PASSAGE -
------------------------------------------------------------

Checklist for making changes to libpldm

Philosophy and influences

References

Definitions

  • Error condition: An invalid state reached at runtime, caused either by resource exhaustion, or incorrect use of the library's public APIs and data types.

  • Invariant: A condition in the library's implementation that must never evaluate false.

  • Public API: Any definitions and declarations under include/libpldm.

  • Wire format: Any message structure defined in the DMTF PLDM protocol specifications.

Elaborations

  • Resource exhaustion is always an error condition and never an invariant violation.

  • An invariant violation is always a programming failure of the library's implementation, and never the result of incorrect use of the library's public APIs (see error condition).

  • Corollaries of the above two points:

    • Incorrect use of public API functions is always an error condition, and is dealt with by returning an error code.

    • Incorrect use of static functions in the library's implementation is an invariant violation which may be established using assert().

  • assert() is the recommended way to demonstrate invariants are upheld.

Adding a new API

  • [ ] My new public message codec functions take a struct representing the message as a parameter

    • Function prototypes must not decompose the message to individual parameters. This approach is not ergonomic and is difficult to make type-safe. This is especially true for message decoding functions which must use pointers for out-parameters, where it has often become ambiguous whether the underlying memory represents a single object or an array.
  • [ ] Each new struct I've defined is used in at least one new function I've added to the public API.

------------------------------------------------------------

REQUIRED WORK - Reproduce the libpldm checklist above word for word, from start to finish.

PROVIDED DATA -
------------------------------------------------------------

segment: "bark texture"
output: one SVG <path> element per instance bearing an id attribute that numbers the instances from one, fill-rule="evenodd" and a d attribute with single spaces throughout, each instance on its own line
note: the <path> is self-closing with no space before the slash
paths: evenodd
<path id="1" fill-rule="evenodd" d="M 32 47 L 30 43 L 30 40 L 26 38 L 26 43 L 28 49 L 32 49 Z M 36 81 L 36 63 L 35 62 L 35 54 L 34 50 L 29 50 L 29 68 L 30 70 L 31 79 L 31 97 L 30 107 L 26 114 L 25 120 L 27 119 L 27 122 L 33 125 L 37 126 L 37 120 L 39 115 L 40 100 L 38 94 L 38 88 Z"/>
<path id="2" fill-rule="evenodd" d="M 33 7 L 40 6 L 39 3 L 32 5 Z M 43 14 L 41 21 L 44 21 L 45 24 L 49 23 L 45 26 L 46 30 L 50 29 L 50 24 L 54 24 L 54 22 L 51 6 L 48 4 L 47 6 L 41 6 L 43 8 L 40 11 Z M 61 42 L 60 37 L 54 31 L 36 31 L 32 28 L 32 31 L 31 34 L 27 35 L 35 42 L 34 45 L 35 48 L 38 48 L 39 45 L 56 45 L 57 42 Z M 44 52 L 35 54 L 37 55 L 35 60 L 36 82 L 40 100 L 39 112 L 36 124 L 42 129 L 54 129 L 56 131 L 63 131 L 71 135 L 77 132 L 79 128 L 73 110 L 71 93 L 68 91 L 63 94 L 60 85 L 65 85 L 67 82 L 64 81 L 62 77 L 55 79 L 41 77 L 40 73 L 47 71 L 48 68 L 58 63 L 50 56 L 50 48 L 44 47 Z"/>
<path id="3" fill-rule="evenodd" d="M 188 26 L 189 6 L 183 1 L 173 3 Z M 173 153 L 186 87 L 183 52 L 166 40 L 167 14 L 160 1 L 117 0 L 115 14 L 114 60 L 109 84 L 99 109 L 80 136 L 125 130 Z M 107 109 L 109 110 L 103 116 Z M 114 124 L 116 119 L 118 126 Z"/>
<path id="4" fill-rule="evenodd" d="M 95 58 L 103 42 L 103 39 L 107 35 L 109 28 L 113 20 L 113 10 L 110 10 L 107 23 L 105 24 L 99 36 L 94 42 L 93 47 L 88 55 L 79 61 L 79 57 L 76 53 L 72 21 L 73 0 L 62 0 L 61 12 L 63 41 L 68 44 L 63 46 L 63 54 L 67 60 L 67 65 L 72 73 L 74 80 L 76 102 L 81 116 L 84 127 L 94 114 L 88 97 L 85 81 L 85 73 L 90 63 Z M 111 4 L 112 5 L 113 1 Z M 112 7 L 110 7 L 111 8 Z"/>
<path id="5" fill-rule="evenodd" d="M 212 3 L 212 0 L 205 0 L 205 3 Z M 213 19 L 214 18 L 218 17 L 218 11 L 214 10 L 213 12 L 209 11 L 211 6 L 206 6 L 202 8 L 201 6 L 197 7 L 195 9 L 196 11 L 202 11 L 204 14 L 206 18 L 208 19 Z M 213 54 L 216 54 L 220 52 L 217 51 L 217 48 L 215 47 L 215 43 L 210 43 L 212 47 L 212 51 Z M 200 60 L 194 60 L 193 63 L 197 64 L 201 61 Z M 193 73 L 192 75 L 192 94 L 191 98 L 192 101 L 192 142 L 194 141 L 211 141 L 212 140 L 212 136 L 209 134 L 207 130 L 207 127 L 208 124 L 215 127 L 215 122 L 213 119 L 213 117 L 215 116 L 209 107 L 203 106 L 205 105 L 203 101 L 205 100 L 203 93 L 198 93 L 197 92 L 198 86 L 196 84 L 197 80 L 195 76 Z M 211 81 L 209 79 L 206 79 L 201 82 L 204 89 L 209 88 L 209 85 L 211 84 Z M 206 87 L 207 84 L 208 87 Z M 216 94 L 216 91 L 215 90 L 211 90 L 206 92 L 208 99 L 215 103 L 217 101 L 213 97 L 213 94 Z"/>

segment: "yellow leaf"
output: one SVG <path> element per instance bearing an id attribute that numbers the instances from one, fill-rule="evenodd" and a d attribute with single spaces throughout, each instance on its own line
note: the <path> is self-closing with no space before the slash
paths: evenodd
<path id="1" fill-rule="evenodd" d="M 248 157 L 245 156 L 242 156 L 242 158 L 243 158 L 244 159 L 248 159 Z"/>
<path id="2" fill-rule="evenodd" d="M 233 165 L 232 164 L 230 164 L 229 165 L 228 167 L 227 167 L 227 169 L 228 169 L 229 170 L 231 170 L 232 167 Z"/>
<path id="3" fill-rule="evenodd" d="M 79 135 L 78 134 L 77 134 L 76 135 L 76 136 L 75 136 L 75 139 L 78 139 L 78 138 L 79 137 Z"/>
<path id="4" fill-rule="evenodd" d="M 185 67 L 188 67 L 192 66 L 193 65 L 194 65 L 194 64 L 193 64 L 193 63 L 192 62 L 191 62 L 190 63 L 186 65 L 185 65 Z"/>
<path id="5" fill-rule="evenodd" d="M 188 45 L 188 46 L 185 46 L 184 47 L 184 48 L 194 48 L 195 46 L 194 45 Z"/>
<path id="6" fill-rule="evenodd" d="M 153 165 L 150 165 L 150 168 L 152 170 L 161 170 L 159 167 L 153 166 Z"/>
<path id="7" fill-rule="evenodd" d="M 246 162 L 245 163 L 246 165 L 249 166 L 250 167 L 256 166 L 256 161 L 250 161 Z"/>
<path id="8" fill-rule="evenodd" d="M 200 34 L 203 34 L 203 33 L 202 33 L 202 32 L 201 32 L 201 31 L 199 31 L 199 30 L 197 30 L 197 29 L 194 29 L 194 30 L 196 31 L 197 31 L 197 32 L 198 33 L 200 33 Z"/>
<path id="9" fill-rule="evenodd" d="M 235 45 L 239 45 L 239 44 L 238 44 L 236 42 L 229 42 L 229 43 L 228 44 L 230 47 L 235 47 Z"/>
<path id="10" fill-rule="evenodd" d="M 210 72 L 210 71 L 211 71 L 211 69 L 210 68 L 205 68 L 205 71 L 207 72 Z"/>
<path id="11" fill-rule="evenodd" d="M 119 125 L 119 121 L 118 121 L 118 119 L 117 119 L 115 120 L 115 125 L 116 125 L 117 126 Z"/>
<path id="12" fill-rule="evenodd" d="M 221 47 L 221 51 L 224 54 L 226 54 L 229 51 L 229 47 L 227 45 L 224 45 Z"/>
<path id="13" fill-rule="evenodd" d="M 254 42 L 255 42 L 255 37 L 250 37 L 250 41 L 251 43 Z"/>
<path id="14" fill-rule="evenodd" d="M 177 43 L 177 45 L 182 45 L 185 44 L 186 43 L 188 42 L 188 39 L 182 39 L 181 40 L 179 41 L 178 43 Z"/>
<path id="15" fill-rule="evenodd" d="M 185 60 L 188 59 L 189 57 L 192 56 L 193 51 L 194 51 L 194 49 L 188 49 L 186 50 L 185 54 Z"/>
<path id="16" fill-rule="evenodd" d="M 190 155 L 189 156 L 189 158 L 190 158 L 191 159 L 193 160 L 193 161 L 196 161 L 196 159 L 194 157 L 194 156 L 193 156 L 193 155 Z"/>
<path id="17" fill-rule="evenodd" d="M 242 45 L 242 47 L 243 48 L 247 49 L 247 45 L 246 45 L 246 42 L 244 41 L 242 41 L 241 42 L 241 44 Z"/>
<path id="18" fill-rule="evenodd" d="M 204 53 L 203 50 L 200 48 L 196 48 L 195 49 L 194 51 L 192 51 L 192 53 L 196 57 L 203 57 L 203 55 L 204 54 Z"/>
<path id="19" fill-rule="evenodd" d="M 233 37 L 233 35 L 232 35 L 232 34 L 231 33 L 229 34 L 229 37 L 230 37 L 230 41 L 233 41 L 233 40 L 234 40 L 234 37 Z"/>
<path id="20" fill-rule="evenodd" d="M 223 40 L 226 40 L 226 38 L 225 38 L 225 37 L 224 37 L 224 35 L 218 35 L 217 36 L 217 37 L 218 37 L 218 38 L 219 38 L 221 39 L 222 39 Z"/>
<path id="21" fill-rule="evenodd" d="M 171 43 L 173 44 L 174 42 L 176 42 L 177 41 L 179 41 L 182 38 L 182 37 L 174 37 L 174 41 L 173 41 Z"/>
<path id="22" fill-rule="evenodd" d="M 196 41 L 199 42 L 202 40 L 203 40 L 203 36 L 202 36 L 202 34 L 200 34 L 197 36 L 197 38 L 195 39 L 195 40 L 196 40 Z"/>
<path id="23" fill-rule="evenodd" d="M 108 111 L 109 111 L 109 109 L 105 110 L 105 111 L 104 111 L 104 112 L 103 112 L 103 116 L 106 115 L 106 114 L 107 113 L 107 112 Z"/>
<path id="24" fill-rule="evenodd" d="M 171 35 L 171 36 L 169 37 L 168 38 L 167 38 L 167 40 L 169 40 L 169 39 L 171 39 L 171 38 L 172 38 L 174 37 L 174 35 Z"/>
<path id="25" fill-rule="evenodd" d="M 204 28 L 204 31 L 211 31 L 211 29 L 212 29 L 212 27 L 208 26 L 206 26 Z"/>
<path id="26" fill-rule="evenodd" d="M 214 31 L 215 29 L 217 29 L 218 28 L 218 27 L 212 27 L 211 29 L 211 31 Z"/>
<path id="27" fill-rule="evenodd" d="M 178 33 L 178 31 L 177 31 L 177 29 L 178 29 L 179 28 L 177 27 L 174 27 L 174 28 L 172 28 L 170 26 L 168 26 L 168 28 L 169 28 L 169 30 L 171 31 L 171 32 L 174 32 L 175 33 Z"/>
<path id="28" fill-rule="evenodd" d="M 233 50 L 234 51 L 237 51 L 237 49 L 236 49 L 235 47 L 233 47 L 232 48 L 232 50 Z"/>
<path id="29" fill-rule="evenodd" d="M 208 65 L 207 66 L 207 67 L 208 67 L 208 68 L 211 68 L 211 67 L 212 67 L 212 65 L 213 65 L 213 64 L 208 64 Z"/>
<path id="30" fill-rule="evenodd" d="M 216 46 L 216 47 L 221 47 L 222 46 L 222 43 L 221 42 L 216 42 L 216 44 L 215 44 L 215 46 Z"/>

------------------------------------------------------------

SOLUTION -
Checklist for making changes to libpldm

Philosophy and influences

References

Definitions

  • Error condition: An invalid state reached at runtime, caused either by resource exhaustion, or incorrect use of the library's public APIs and data types.

  • Invariant: A condition in the library's implementation that must never evaluate false.

  • Public API: Any definitions and declarations under include/libpldm.

  • Wire format: Any message structure defined in the DMTF PLDM protocol specifications.

Elaborations

  • Resource exhaustion is always an error condition and never an invariant violation.

  • An invariant violation is always a programming failure of the library's implementation, and never the result of incorrect use of the library's public APIs (see error condition).

  • Corollaries of the above two points:

    • Incorrect use of public API functions is always an error condition, and is dealt with by returning an error code.

    • Incorrect use of static functions in the library's implementation is an invariant violation which may be established using assert().

  • assert() is the recommended way to demonstrate invariants are upheld.

Adding a new API

  • [ ] My new public message codec functions take a struct representing the message as a parameter

    • Function prototypes must not decompose the message to individual parameters. This approach is not ergonomic and is difficult to make type-safe. This is especially true for message decoding functions which must use pointers for out-parameters, where it has often become ambiguous whether the underlying memory represents a single object or an array.
  • [ ] Each new struct I've defined is used in at least one new function I've added to the public API.